● **AIM OF THE TASK**
Rewrite each of the entries below with every "streaked brown bird" changed to "speckled brown bird" and nothing else altered, omitting the pictures.

* Begin *

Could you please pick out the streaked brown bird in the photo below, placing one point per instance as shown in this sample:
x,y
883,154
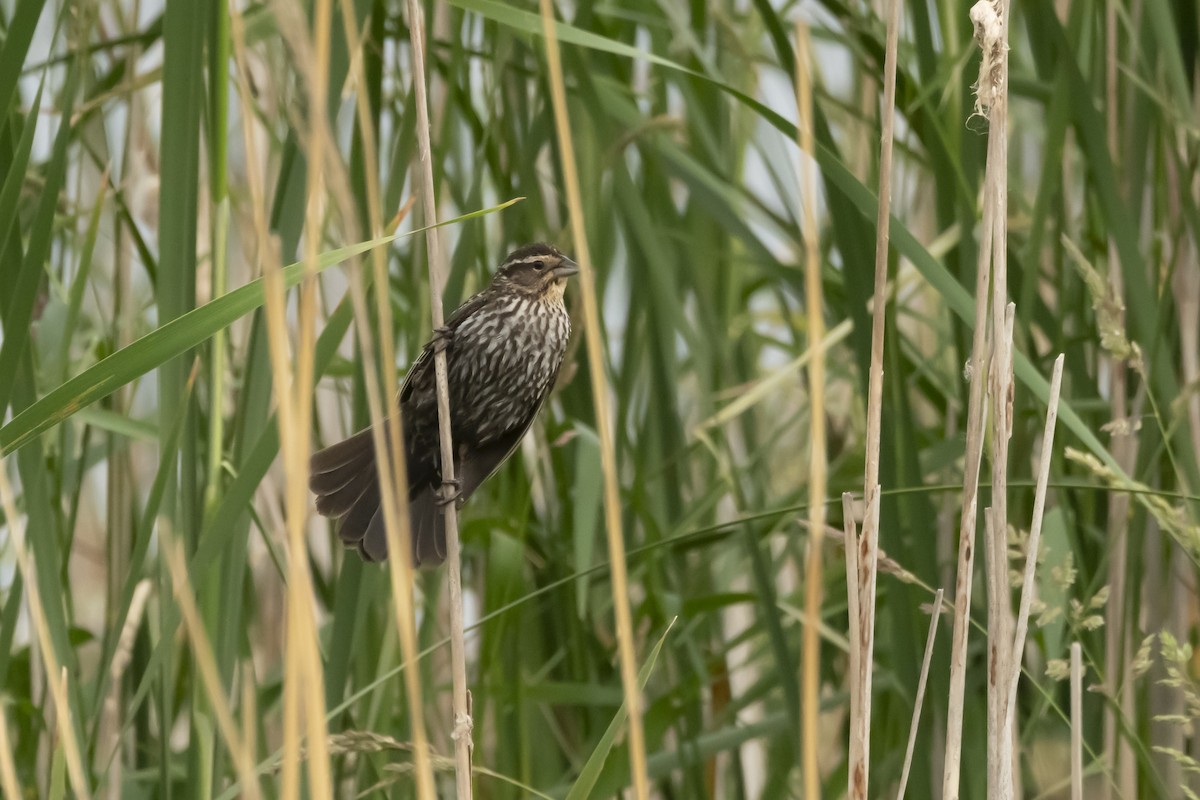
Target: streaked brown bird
x,y
503,347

* End *

● **EXERCISE OUTPUT**
Could you please pick out the speckled brown bird in the photo below, placing one point per instance as shown in this sample:
x,y
883,154
Target: speckled brown bird
x,y
503,347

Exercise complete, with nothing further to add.